EXERCISE DESCRIPTION —
Copy each entry below exactly.

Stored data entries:

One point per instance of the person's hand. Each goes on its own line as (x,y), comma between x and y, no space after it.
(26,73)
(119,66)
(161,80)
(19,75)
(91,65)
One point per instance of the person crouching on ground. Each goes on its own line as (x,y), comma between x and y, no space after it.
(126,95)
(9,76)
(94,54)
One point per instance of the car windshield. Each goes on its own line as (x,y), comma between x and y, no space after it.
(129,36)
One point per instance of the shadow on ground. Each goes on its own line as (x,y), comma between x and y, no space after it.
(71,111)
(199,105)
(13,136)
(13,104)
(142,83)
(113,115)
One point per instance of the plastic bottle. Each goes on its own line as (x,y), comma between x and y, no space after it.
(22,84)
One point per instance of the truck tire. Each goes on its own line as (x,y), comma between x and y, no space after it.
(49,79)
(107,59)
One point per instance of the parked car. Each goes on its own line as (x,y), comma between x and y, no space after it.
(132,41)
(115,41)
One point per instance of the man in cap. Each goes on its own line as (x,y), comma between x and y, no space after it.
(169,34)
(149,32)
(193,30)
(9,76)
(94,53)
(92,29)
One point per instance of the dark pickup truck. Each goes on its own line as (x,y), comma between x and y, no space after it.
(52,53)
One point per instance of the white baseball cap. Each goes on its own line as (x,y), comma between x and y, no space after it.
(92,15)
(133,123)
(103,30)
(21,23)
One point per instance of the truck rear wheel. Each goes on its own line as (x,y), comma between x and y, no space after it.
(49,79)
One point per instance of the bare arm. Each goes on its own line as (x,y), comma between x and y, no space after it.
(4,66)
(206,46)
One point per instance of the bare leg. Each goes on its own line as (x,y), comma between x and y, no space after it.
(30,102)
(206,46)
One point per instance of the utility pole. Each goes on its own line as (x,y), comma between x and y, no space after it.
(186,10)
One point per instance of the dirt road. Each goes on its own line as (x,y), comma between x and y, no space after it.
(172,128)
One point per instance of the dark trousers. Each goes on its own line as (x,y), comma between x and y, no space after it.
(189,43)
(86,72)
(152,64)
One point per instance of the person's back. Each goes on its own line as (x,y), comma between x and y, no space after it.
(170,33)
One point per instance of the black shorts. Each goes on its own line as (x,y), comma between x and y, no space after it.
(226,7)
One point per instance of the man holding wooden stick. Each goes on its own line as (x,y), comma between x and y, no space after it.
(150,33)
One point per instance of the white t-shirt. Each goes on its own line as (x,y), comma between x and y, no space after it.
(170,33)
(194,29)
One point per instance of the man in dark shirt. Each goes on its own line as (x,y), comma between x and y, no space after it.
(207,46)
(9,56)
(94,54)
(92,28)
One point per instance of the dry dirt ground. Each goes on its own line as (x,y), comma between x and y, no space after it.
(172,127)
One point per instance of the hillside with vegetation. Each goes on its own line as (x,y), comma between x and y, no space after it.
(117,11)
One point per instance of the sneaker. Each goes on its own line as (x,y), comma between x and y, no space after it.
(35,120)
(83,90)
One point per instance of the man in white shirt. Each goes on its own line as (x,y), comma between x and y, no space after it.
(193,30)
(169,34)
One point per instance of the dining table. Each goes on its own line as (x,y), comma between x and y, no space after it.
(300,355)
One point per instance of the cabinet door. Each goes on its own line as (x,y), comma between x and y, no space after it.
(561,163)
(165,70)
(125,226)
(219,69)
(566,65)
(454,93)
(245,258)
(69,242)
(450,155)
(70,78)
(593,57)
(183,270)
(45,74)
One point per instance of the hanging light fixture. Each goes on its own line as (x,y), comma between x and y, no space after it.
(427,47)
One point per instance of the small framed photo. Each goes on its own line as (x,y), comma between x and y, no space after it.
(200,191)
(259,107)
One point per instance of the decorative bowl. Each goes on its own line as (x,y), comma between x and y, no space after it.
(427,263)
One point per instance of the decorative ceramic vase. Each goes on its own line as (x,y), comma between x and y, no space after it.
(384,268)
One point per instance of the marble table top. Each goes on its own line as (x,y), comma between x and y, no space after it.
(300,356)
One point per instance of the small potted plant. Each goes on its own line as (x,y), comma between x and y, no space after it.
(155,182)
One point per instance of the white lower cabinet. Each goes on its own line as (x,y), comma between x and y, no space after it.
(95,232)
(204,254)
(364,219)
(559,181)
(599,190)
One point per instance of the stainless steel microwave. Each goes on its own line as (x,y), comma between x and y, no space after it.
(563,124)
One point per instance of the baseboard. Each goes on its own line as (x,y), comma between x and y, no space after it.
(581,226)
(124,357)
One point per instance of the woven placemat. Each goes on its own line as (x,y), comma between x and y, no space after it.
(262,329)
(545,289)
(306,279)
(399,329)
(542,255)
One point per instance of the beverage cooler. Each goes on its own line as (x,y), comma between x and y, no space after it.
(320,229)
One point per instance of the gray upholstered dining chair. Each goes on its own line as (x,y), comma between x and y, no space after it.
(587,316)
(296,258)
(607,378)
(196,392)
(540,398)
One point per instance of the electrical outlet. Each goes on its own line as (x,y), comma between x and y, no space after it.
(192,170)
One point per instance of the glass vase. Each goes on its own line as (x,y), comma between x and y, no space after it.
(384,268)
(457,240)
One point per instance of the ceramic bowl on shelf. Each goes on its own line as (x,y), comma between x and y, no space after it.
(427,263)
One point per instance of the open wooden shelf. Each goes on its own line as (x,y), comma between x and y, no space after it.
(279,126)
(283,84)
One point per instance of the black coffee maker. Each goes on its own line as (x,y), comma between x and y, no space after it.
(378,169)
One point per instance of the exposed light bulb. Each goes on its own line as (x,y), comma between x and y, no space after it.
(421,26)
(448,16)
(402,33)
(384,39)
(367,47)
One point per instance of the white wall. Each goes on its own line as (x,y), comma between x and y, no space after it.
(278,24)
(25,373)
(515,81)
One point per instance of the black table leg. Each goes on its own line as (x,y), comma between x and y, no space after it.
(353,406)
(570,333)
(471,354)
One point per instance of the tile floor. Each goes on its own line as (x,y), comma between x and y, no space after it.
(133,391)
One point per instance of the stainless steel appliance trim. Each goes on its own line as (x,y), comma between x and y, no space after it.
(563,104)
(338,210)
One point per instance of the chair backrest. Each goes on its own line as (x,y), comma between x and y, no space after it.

TASK OUTPUT —
One point per instance of the person's hand. Each goes on its own line as (x,y), comma between x and y, no space after it.
(26,73)
(119,66)
(161,80)
(19,75)
(91,65)
One point per instance of the person crouching on ground. Each goes on its own line as (x,y), comma between x and y, no space after it.
(126,95)
(9,76)
(94,54)
One point per instance of the car windshield. Each goes on its own line as (x,y), comma between x and y, no space after it.
(129,36)
One point per instance of the shadow on ground. Each goes on its own line as (x,y), comma between x and y, no space after it.
(71,111)
(199,105)
(13,136)
(13,104)
(142,83)
(113,115)
One point per instance of the plastic bottle. Each goes on its own line as (x,y), comma between x and y, no space after it.
(22,84)
One point per instance of the truck tire. Each goes on its own line as (x,y), comma between x and y, no space after it.
(49,79)
(107,59)
One point per instance of the parked car. Each goes on its own line as (x,y), comma between x and y, no space after it.
(132,41)
(115,41)
One point per instance of the man in cap. Each goes on its own line as (x,y), comma between x and y, no space after it.
(169,34)
(149,32)
(193,30)
(9,76)
(94,53)
(92,29)
One point per instance of the dark pickup truck. Each goes on its own line as (x,y), comma between x and y, no space after it.
(52,53)
One point per instance of the white baseball cap. Each goes on its own line as (x,y), comma between x and y, no space after it.
(92,15)
(133,123)
(103,30)
(21,23)
One point per instance of the truck rear wheel. Each goes on its own line as (x,y), comma between x and y, no space after it.
(49,79)
One point per instance of the bare arm. Each goes on its own line as (x,y), comma between x and y, no space after it.
(4,66)
(206,46)
One point per instance of the bare leg. Each goes on its own line as (x,y), comma between x and y, no space after it.
(30,102)
(206,46)
One point per instance of the utility pole. Each goes on its own line as (x,y), comma between x and y, no space after it.
(186,10)
One point per instance of the dirt road. Each goes on its own line as (x,y), comma between x and y, no space after it.
(172,128)
One point per instance of the dark trousers. Each goes on its own line as (x,y), comma between x and y, no space after it.
(189,43)
(86,72)
(152,64)
One point per instance of the person's back. Each goes on its own line as (x,y), comma between x and y, no space after it.
(170,33)
One point per instance of the black shorts. Each goes on its own line as (x,y), comma between x and y, no space after it.
(226,7)
One point per instance of the man holding wooden stick. Each goes on its own line as (x,y), comma between x and y, no space after it.
(150,33)
One point per instance of the white t-shirt. Each goes on its own line as (x,y), comma between x and y, no space after it.
(170,33)
(194,29)
One point per instance of the man in dark shirt. Each goes on its own line as (x,y), comma between x and y, no space after it.
(207,46)
(9,56)
(94,54)
(92,28)
One point per instance of the dry dirt ground. Each goes on its own line as (x,y), comma between x and y, no space after it.
(172,127)
One point per instance of the hillside with vegetation. Each goes on its own line as (x,y), comma between x and y, no space after it.
(117,11)
One point per instance of the sneaker. Each goes on its own line as (x,y), comma between x and y, no space after it.
(35,120)
(83,90)
One point per instance of the man in white shirt. Each goes on its own line as (x,y), comma between x and y, no space after it.
(193,30)
(169,34)
One point per instance of the dining table. Each goes on its own line as (x,y), comma between x and y, no space after it.
(300,355)
One point per instance of the cabinet door. Each goes on its own line as (x,y), comma between x and y, no space after it.
(561,163)
(165,70)
(125,226)
(219,69)
(566,65)
(454,93)
(245,258)
(69,242)
(450,155)
(70,78)
(593,57)
(183,270)
(45,74)
One point per instance of the hanging light fixture. Each goes on its own line as (x,y), comma between x and y, no space after it.
(427,47)
One point per instance of the small framed photo. Each goes on its own line as (x,y), comma between x and y, no space after it.
(200,191)
(259,107)
One point per instance of the decorative bowl. Each goes on its own line as (x,y), comma between x and y, no space after it.
(427,263)
One point per instance of the decorative ceramic vase. Each goes on its own line as (x,y), comma between x and y, no space after it.
(384,268)
One point per instance of the marble table top. Each goes on its own line as (x,y), comma between x and y, no space after it.
(300,356)
One point per instance of the small potted plant. Each goes on its own line as (x,y), comma between x and y, no space after it.
(155,182)
One point per instance of the white lower cabinet. Each goes on its own line as (x,y), comma between x and y, no space after it.
(95,232)
(204,254)
(364,219)
(559,181)
(599,190)
One point per instance of the stainless steel microwave. Each goes on its own line as (x,y), comma between x and y, no space after it.
(563,124)
One point per instance of the baseboard. Each goes on its own line as (x,y), comma between x and y, no space after it.
(581,226)
(124,357)
One point per instance of the woven placemat. Each goes on its own line as (x,y), comma between x and y, no space after it.
(262,329)
(545,289)
(306,279)
(399,329)
(542,255)
One point per instance of the beverage cooler. Each goes on its own line as (x,y), comma between x and y, no space after it.
(320,229)
One point per instance of the gray upholstered dining chair. Each goes on its own line as (x,y), comma between x and y, no space after it.
(587,316)
(296,258)
(607,378)
(196,392)
(540,398)
One point per instance of the electrical outlet. Each goes on its own line as (x,y), comma between x and y, no space after it.
(192,170)
One point per instance of the glass vase. Each goes on its own line as (x,y), comma between x and y, no space after it.
(384,268)
(457,240)
One point per instance of the ceramic bowl on shelf. Each goes on its own line as (x,y), comma between x and y, no space after it.
(427,263)
One point per instance of the open wooden shelf. Each goes on its own line as (x,y), comma between x and y, no space after it.
(279,126)
(283,84)
One point per instance of the black coffee maker. Each goes on its own line as (x,y), comma between x and y, no space after it.
(378,169)
One point per instance of the exposed light bulb. Each goes on its own line as (x,y), comma between x and y, no space after it.
(421,26)
(448,16)
(402,33)
(384,39)
(367,47)
One point per instance of the white wall. Each goes on its own line as (x,y), comma between x and y, no space after it.
(278,24)
(25,373)
(515,81)
One point per instance of the black table leg. Each goes on its own line as (x,y), comma between x and y, no space after it.
(353,406)
(570,333)
(471,354)
One point per instance of the tile floor. Each goes on its own line as (x,y), comma between x and y, no space after it.
(133,391)
One point per instance of the stainless steel appliance trim. Each goes on its own line as (x,y), comma between x and y, no space after it.
(563,104)
(338,210)
One point per instance of the chair backrest. Each goes on its own line as (x,y), comma between x and y, no space after it.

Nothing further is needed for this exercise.